# Prompt
Copy the data below exactly as it appears, starting at the line containing "Ground green leaves" and continuing through the final line of the data, including both of those lines.

# Records
◇ ◇ ◇ ◇ ◇ ◇ ◇

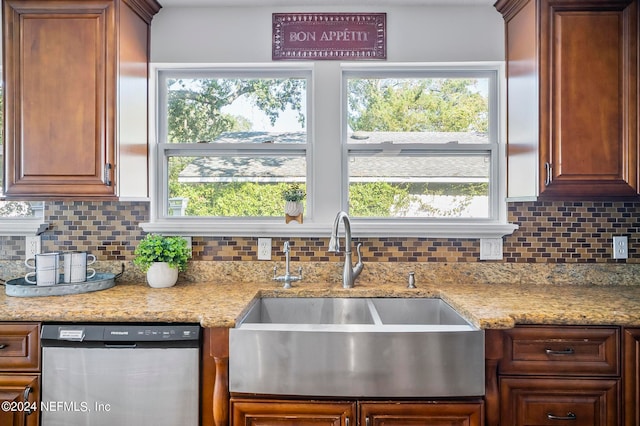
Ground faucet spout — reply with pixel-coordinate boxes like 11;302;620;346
328;211;364;288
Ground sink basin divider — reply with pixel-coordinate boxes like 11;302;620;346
367;299;382;325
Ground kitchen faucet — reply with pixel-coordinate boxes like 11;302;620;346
328;211;364;288
273;241;302;288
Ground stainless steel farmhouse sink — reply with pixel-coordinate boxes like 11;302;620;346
229;297;485;398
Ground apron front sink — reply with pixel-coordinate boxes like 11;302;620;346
229;298;485;398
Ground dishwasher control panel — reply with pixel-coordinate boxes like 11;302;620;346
42;324;200;342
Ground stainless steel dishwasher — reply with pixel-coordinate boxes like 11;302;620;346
40;324;200;426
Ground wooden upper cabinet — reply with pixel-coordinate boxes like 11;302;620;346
3;0;160;199
495;0;639;199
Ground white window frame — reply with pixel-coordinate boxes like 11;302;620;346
140;61;518;238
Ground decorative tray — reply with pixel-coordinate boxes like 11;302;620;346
4;268;124;297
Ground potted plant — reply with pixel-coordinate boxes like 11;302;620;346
133;234;191;288
282;183;307;217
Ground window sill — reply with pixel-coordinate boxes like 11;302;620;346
140;219;518;238
0;219;49;237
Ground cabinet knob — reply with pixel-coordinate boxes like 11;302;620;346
544;162;553;186
544;348;575;355
547;411;578;420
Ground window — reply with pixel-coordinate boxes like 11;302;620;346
142;61;515;238
344;69;498;220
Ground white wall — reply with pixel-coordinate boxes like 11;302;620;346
151;6;504;62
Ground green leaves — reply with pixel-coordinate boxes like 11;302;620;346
133;234;191;272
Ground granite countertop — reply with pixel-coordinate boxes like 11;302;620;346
0;281;640;329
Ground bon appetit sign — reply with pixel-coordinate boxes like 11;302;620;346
272;13;387;60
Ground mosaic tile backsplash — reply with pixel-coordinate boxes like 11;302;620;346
0;201;640;264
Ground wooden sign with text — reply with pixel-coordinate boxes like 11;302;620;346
272;13;387;60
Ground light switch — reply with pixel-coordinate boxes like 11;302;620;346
480;238;502;260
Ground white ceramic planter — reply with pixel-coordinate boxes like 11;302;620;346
147;262;178;288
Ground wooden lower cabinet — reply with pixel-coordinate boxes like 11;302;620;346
487;325;623;426
358;400;484;426
500;377;620;426
230;398;484;426
230;398;356;426
0;374;40;426
0;322;40;426
623;328;640;426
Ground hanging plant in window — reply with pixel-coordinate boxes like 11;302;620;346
282;183;307;223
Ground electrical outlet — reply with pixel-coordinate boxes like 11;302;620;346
258;238;271;260
613;235;629;259
480;238;502;260
24;235;42;259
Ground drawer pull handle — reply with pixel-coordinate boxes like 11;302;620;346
544;348;575;355
547;411;578;420
22;386;32;416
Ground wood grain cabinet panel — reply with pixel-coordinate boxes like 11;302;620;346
500;378;620;426
623;328;640;426
0;374;40;426
231;398;356;426
496;0;639;199
495;325;622;426
3;0;160;199
358;400;484;426
0;322;40;426
500;326;620;376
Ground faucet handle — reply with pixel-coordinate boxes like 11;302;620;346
327;235;340;253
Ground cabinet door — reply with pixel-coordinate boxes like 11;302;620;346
359;401;484;426
623;328;640;426
3;0;117;199
230;398;356;426
500;378;620;426
540;0;638;198
0;374;40;426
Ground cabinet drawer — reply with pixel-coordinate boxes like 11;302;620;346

◇ ◇ ◇ ◇ ◇ ◇ ◇

# Result of the exercise
Ground green leaves — reply with pixel-coordinate boxes like 11;302;620;346
133;234;191;272
Ground granite countertop — reply with pixel-coordinate boxes like 11;302;620;346
0;281;640;329
Ground bon appetit sign — reply with pixel-coordinate boxes like 11;302;620;346
272;13;387;60
Ground mosaic tile backsplash — reply with pixel-coordinate boxes like 11;302;620;346
0;201;640;264
Ground wooden sign with text — reply with pixel-coordinate boxes like 11;302;620;346
272;13;387;60
Ground light switch — reply with pixel-coordinate boxes like 11;302;620;346
480;238;502;260
Ground white ceramic planter — reply with pixel-coordinate boxes like 11;302;620;346
147;262;178;288
Ground wooden lower cabinet — reply with pixel-coordinate boxes like 11;302;620;346
487;325;623;426
358;400;484;426
500;377;620;426
230;398;484;426
230;398;356;426
0;374;40;426
0;322;40;426
623;328;640;426
Ground hanging plant in window — reply with pixel-coordinate boxes like 11;302;620;346
282;183;307;223
Ground electrical outlet — reply with pixel-coordinate boxes like 11;302;620;346
258;238;271;260
613;235;629;259
480;238;502;260
24;235;42;259
Ground drawer pull handle — reply with pixel-coordinate boxes like 11;302;620;346
544;348;575;355
547;411;578;420
22;386;32;416
Ground wood grain cabinet panel — reply with pixel-coordinate boxes like 11;302;620;346
500;378;620;426
623;328;640;426
0;374;40;426
231;398;356;426
496;0;639;199
495;325;622;426
3;0;160;199
358;400;484;426
0;322;40;426
500;326;620;376
Ground faucet handle — reply with pixel-coordinate boxes like 11;302;620;346
327;235;340;253
Ground cabinet door — reply with pixel-coordinate boxes like 11;302;620;346
359;401;484;426
623;328;640;426
3;0;117;199
230;398;356;426
500;378;620;426
540;0;638;198
0;374;40;426
Ground cabinet drawer — reply with pixel-coordinate boxes like 11;302;620;346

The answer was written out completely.